Starting at the top of the records below, write out each line exactly as it stands, stopping after the line with "positive clicks: (1106, 650) (1098, 657)"; exclude the pictures.

• [Saved entries]:
Start of Block
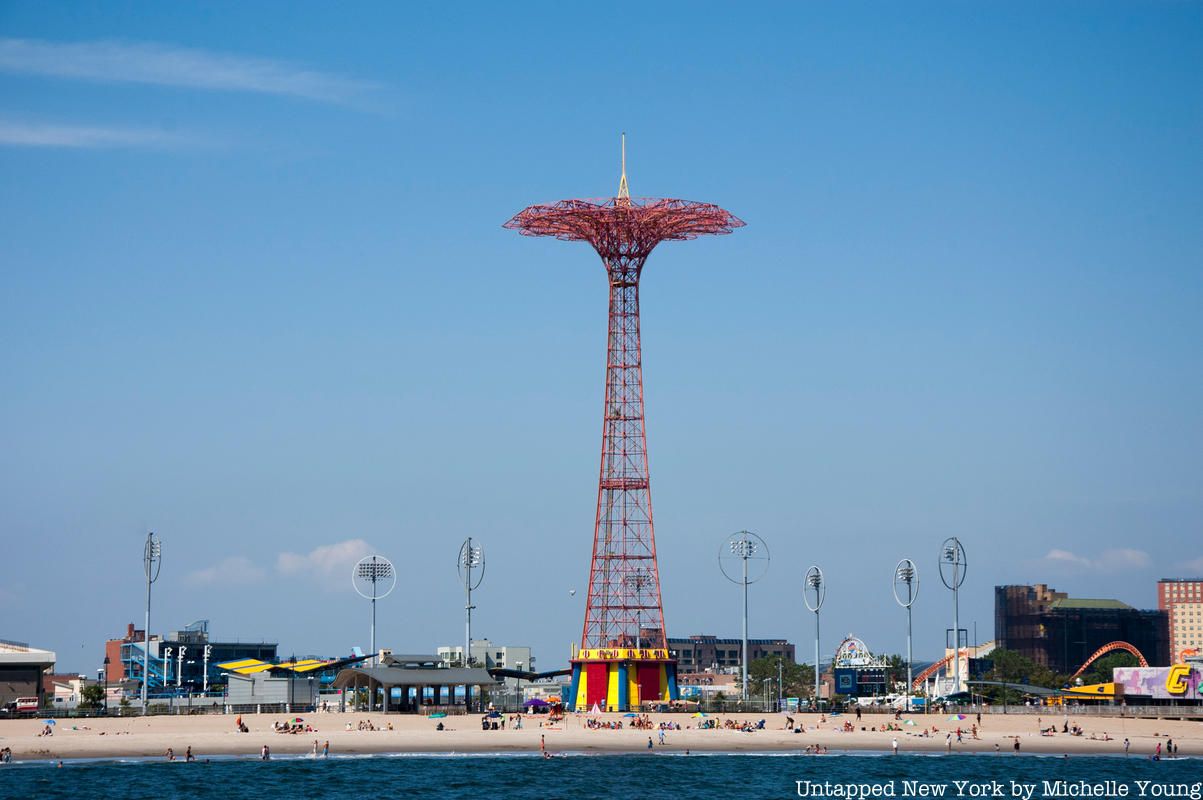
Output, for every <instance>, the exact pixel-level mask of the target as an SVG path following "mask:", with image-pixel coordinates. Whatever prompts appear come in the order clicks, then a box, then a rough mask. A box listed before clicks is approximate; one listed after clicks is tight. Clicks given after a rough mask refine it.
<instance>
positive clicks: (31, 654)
mask: <svg viewBox="0 0 1203 800" xmlns="http://www.w3.org/2000/svg"><path fill="white" fill-rule="evenodd" d="M55 658H57V657H55V654H54V652H53V651H49V650H38V648H37V647H30V646H29V645H28V644H26V642H23V641H7V640H2V639H0V707H7V706H8V705H10V704H12V703H14V701H16V700H17V699H18V698H37V705H38V707H41V706H42V705H43V704H45V703H46V689H45V687H43V681H42V676H43V675H46V674H47V672H49V671H53V670H54V662H55Z"/></svg>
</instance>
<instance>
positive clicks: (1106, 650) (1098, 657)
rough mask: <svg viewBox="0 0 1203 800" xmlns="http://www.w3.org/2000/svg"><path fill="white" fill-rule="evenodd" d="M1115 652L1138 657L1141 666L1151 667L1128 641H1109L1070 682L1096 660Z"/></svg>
mask: <svg viewBox="0 0 1203 800" xmlns="http://www.w3.org/2000/svg"><path fill="white" fill-rule="evenodd" d="M1115 650H1122V651H1125V652H1128V653H1132V654H1133V656H1136V657H1137V660H1139V662H1140V666H1148V665H1149V662H1148V660H1146V659H1145V657H1144V654H1143V653H1142V652H1140V651H1139V650H1137V648H1136V647H1133V646H1132V645H1130V644H1127V642H1126V641H1109V642H1107V644H1106V645H1103V646H1102V647H1100V648H1098V650H1096V651H1095V654H1094V656H1091V657H1090V658H1088V659H1086V663H1085V664H1083V665H1081V666H1079V668H1078V671H1077V672H1074V674H1073V675H1071V676H1069V680H1071V681H1072V680H1073V678H1075V677H1078V676H1079V675H1081V674H1083V672H1085V671H1086V668H1088V666H1090V665H1091V664H1094V663H1095V662H1096V660H1098V659H1100V658H1102V657H1103V656H1106V654H1107V653H1109V652H1113V651H1115Z"/></svg>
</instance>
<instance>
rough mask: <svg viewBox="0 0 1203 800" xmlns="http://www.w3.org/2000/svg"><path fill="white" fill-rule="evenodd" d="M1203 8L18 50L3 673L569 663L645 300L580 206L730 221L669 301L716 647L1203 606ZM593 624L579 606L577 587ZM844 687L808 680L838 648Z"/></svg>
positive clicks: (688, 630) (265, 18)
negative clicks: (1044, 597) (639, 292)
mask: <svg viewBox="0 0 1203 800" xmlns="http://www.w3.org/2000/svg"><path fill="white" fill-rule="evenodd" d="M1201 76H1203V7H1201V6H1199V5H1197V4H1186V2H1142V4H1134V2H1133V4H1118V2H1115V4H1074V2H1065V4H996V5H988V4H961V2H953V4H923V5H918V6H914V5H908V6H906V7H903V6H900V5H896V4H766V5H758V6H743V7H735V6H729V5H717V4H716V5H706V4H701V5H699V4H630V5H623V4H616V5H610V6H580V7H574V6H570V5H564V4H549V5H539V4H533V5H532V4H527V5H523V6H522V7H521V8H516V7H512V6H492V7H491V6H484V5H480V6H476V5H461V6H456V7H448V8H442V7H407V6H403V5H402V4H379V5H367V4H361V5H355V6H350V7H348V6H338V7H334V6H330V5H328V4H288V5H285V4H168V5H162V4H144V5H143V4H105V5H94V4H87V5H85V4H61V5H55V6H47V5H46V4H19V2H4V4H0V96H2V97H4V102H2V103H0V174H2V177H4V182H2V186H4V189H2V191H0V242H2V245H4V247H2V255H0V282H2V283H0V377H2V378H0V380H2V384H0V387H2V392H0V444H2V446H0V454H2V455H0V532H2V539H4V543H5V545H4V551H5V552H4V563H5V579H4V581H2V582H0V621H2V622H0V638H7V639H18V640H25V641H30V642H34V644H37V645H40V646H47V647H52V648H54V650H57V651H58V652H59V653H60V665H61V666H64V668H66V669H79V670H91V669H94V668H95V663H96V662H99V659H100V658H101V654H102V653H101V648H100V642H101V640H102V639H105V638H106V636H109V635H118V634H119V633H122V632H123V630H124V626H125V623H126V622H129V621H136V622H141V618H142V587H141V583H140V580H141V564H140V555H141V547H142V540H143V538H144V535H146V531H147V529H148V528H154V529H155V531H158V532H159V533H160V535H161V537H162V539H164V543H165V544H164V547H165V553H166V555H165V563H164V570H162V577H161V580H160V582H159V583H158V585H156V594H155V598H156V599H155V622H154V624H153V627H154V628H155V629H156V630H161V629H174V628H178V627H182V626H184V624H186V623H188V622H191V621H192V620H196V618H209V620H211V621H212V622H211V624H212V632H213V634H214V635H215V636H218V638H220V639H235V638H241V639H244V640H245V639H251V640H259V639H267V640H278V641H279V642H280V644H282V650H283V652H284V653H291V652H296V653H342V652H345V651H348V650H349V648H350V647H351V646H352V645H361V646H366V645H367V627H368V626H367V622H368V609H367V604H366V603H365V602H363V600H361V599H360V598H358V597H357V595H355V594H354V593H352V592H351V588H350V580H349V568H350V567H349V564H350V562H352V561H354V559H355V558H356V557H357V556H360V555H362V553H365V552H368V551H375V552H380V553H384V555H386V556H390V557H392V558H393V559H395V561H396V562H397V563H398V565H399V568H401V573H402V577H403V581H402V583H401V585H399V586H398V589H397V592H396V593H395V594H393V595H392V597H391V598H389V599H387V600H385V602H384V604H383V605H381V606H380V634H379V639H380V640H381V642H383V644H386V645H392V646H395V647H396V648H398V650H407V651H415V650H419V651H420V650H429V648H433V647H434V646H435V645H438V644H443V642H454V641H457V640H460V639H461V638H462V614H463V611H462V604H463V603H462V597H461V594H460V589H458V587H457V582H456V581H457V579H456V573H455V553H456V550H457V547H458V544H460V541H462V539H463V538H464V537H466V535H469V534H470V535H473V537H476V538H479V539H480V540H481V541H482V543H484V545H485V549H486V558H487V561H488V571H487V575H486V577H485V585H484V587H482V589H481V592H480V594H479V600H478V606H479V610H478V612H476V617H475V620H476V624H475V628H474V630H475V633H478V634H480V635H484V636H490V638H492V639H493V640H494V641H502V642H508V644H531V645H533V646H534V647H535V648H537V656H538V658H539V665H540V666H544V668H549V669H550V668H553V666H557V665H561V664H563V663H564V660H565V658H567V654H568V650H569V645H570V642H573V641H574V640H576V639H577V638H579V635H580V624H581V618H582V614H583V609H582V603H583V594H585V592H583V589H585V585H586V581H587V569H588V555H589V546H591V538H592V523H593V508H594V500H595V491H597V490H595V481H597V457H598V455H597V454H598V445H599V440H598V432H599V421H598V415H599V413H600V405H602V378H603V366H604V326H605V298H606V294H605V282H604V277H603V272H602V268H600V266H599V265H598V260H597V257H595V255H594V254H593V253H592V251H591V250H588V249H587V248H586V247H585V245H580V244H567V243H559V242H553V241H543V239H527V238H523V237H518V236H516V235H514V233H512V232H509V231H504V230H502V227H500V225H502V223H504V221H505V220H506V219H508V218H509V217H510V215H511V214H514V213H515V212H517V211H518V209H521V208H522V207H523V206H526V205H528V203H533V202H544V201H552V200H558V198H562V197H573V196H605V195H610V194H612V192H614V191H615V188H616V183H617V160H618V159H617V156H618V147H617V146H618V134H620V131H623V130H626V131H627V134H628V173H629V178H630V185H632V192H633V194H635V195H650V196H677V197H686V198H691V200H703V201H712V202H718V203H721V205H723V206H724V207H727V208H729V209H730V211H731V212H734V213H735V214H737V215H739V217H740V218H742V219H743V220H746V221H747V223H748V226H747V227H746V229H741V230H739V231H736V232H735V233H734V235H731V236H729V237H719V238H711V239H703V241H698V242H689V243H674V244H668V245H664V247H663V248H660V249H659V250H657V251H656V253H654V254H653V255H652V257H651V260H650V262H648V268H647V271H646V272H645V278H644V291H642V310H644V349H645V386H646V397H647V416H648V446H650V451H651V467H652V487H653V500H654V505H656V514H657V517H656V522H657V535H658V545H659V552H660V571H662V581H663V587H664V598H665V614H666V620H668V624H669V630H670V634H674V635H686V634H691V633H715V634H719V635H723V634H725V635H737V632H739V624H740V620H739V606H737V603H739V589H737V587H736V586H733V585H729V583H727V582H725V581H724V579H723V577H722V576H721V574H719V573H718V569H717V558H716V556H717V551H718V546H719V544H721V543H722V541H723V539H724V538H725V537H727V535H728V534H729V533H731V532H734V531H739V529H741V528H748V529H752V531H755V532H758V533H759V534H760V535H763V537H764V538H765V539H766V540H768V543H769V545H770V547H771V550H772V556H774V562H772V565H771V568H770V573H769V575H768V577H766V579H765V580H764V581H763V582H761V583H759V585H758V586H757V587H755V588H754V589H753V592H752V611H753V618H752V626H751V628H752V630H751V633H752V634H753V635H757V636H770V635H771V636H788V638H790V639H794V640H796V641H800V642H808V641H810V636H811V632H812V628H811V623H810V621H808V620H807V618H806V617H805V614H804V611H802V606H801V599H800V592H799V585H800V577H801V575H802V573H804V571H805V569H806V567H807V565H808V564H810V563H812V562H818V563H819V564H822V565H823V568H824V569H825V571H826V573H828V576H829V581H830V589H829V595H828V605H826V606H825V622H824V630H825V632H830V636H829V639H830V640H829V641H825V642H824V651H825V652H830V651H832V650H834V648H835V646H836V644H837V642H838V636H840V635H842V634H843V633H848V632H852V633H855V634H857V635H859V636H861V638H864V639H865V640H866V642H867V644H869V645H870V647H872V648H873V650H881V651H895V652H896V651H900V650H902V647H903V639H902V635H903V617H902V615H901V611H900V610H899V609H896V606H894V604H893V599H891V598H890V594H889V579H890V571H891V569H893V565H894V564H895V562H896V561H897V559H899V558H901V557H903V556H908V557H911V558H914V559H915V561H917V562H918V563H919V567H920V580H921V582H923V587H921V589H920V597H919V600H918V604H917V606H915V650H917V654H918V656H920V657H930V656H932V654H934V653H935V652H936V651H937V648H940V647H941V646H942V644H943V629H944V628H946V627H949V626H950V617H952V608H950V598H949V597H948V593H947V592H946V591H943V589H942V588H941V589H938V591H937V588H936V587H937V585H938V580H937V579H936V574H935V563H936V555H937V549H938V545H940V543H941V541H942V540H943V539H944V537H948V535H958V537H960V538H961V539H962V541H964V543H965V546H966V550H967V552H968V557H970V571H968V579H967V582H966V591H965V594H964V598H962V614H961V618H962V621H967V622H970V623H972V622H973V621H976V622H977V626H978V638H979V639H982V640H985V639H989V638H990V635H991V628H992V591H991V587H992V586H994V585H995V583H1001V582H1037V581H1044V582H1050V583H1053V585H1054V586H1056V587H1057V588H1059V589H1062V591H1068V592H1071V593H1073V594H1077V595H1115V597H1119V598H1121V599H1125V600H1127V602H1130V603H1132V604H1136V605H1145V606H1148V605H1151V604H1154V602H1155V595H1154V582H1155V580H1156V579H1157V577H1158V576H1162V575H1183V574H1199V573H1203V545H1201V544H1199V543H1201V541H1203V537H1201V526H1199V520H1201V518H1203V480H1201V475H1203V455H1201V454H1203V419H1201V410H1199V409H1201V408H1203V372H1201V369H1199V349H1201V344H1199V343H1201V342H1203V314H1201V310H1203V268H1201V267H1203V225H1201V224H1199V220H1201V218H1203V147H1201V134H1203V78H1201ZM573 588H576V589H577V592H576V594H575V595H570V594H569V591H570V589H573ZM802 652H810V646H808V645H806V646H804V648H802Z"/></svg>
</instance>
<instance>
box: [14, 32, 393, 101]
mask: <svg viewBox="0 0 1203 800" xmlns="http://www.w3.org/2000/svg"><path fill="white" fill-rule="evenodd" d="M0 70H4V71H8V72H22V73H25V75H43V76H51V77H59V78H81V79H85V81H102V82H109V83H144V84H154V85H167V87H186V88H191V89H213V90H224V91H254V93H261V94H275V95H290V96H295V97H306V99H308V100H321V101H326V102H344V103H345V102H350V101H352V100H354V99H356V97H358V96H362V95H363V94H365V93H366V91H367V90H371V89H373V88H374V87H375V84H372V83H367V82H363V81H354V79H350V78H342V77H338V76H333V75H326V73H324V72H318V71H314V70H309V69H306V67H302V66H298V65H295V64H289V63H286V61H275V60H271V59H262V58H251V57H244V55H233V54H229V53H211V52H207V51H201V49H194V48H188V47H176V46H171V45H158V43H152V42H117V41H95V42H47V41H38V40H29V38H0Z"/></svg>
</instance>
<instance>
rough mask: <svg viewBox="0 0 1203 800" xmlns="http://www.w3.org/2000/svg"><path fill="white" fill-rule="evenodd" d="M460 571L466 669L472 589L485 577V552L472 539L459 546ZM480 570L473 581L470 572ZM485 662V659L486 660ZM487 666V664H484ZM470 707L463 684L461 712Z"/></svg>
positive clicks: (472, 579)
mask: <svg viewBox="0 0 1203 800" xmlns="http://www.w3.org/2000/svg"><path fill="white" fill-rule="evenodd" d="M458 567H460V569H461V570H463V594H464V603H463V614H464V621H463V666H464V669H467V668H468V666H470V665H472V610H473V609H475V608H476V606H474V605H473V604H472V589H474V588H476V587H478V586H480V582H481V581H482V580H484V577H485V573H484V569H485V551H484V550H482V549H481V547H480V545H474V544H472V537H468V538H467V539H464V540H463V544H462V545H460V564H458ZM478 567H479V568H480V570H481V571H480V575H479V576H478V577H476V579H475V581H473V575H472V570H473V569H475V568H478ZM486 660H487V659H486ZM486 666H487V664H486ZM470 707H472V686H470V685H469V683H464V686H463V710H464V712H467V711H468V710H469V709H470Z"/></svg>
End of Block
• [RESPONSE TO THE EXERCISE]:
Output, for every <instance>, the exact pixel-level mask of the target as an SVG path following "mask:", with image-pixel coordinates. Whatever prompts appear come in the order clicks, then a box, then a rough mask. A box listed before clicks is approximate; one listed after clicks is tight. Clicks given after a rough mask refine it.
<instance>
positive clicks: (31, 654)
mask: <svg viewBox="0 0 1203 800" xmlns="http://www.w3.org/2000/svg"><path fill="white" fill-rule="evenodd" d="M55 658H57V657H55V654H54V652H53V651H49V650H38V648H37V647H30V646H29V645H28V644H26V642H23V641H7V640H2V639H0V707H7V706H8V705H10V704H12V703H14V701H16V700H17V699H18V698H37V705H38V707H41V706H42V705H43V704H45V703H46V689H45V687H43V681H42V676H43V675H46V674H47V672H49V671H53V670H54V662H55Z"/></svg>
</instance>
<instance>
positive clicks: (1106, 650) (1098, 657)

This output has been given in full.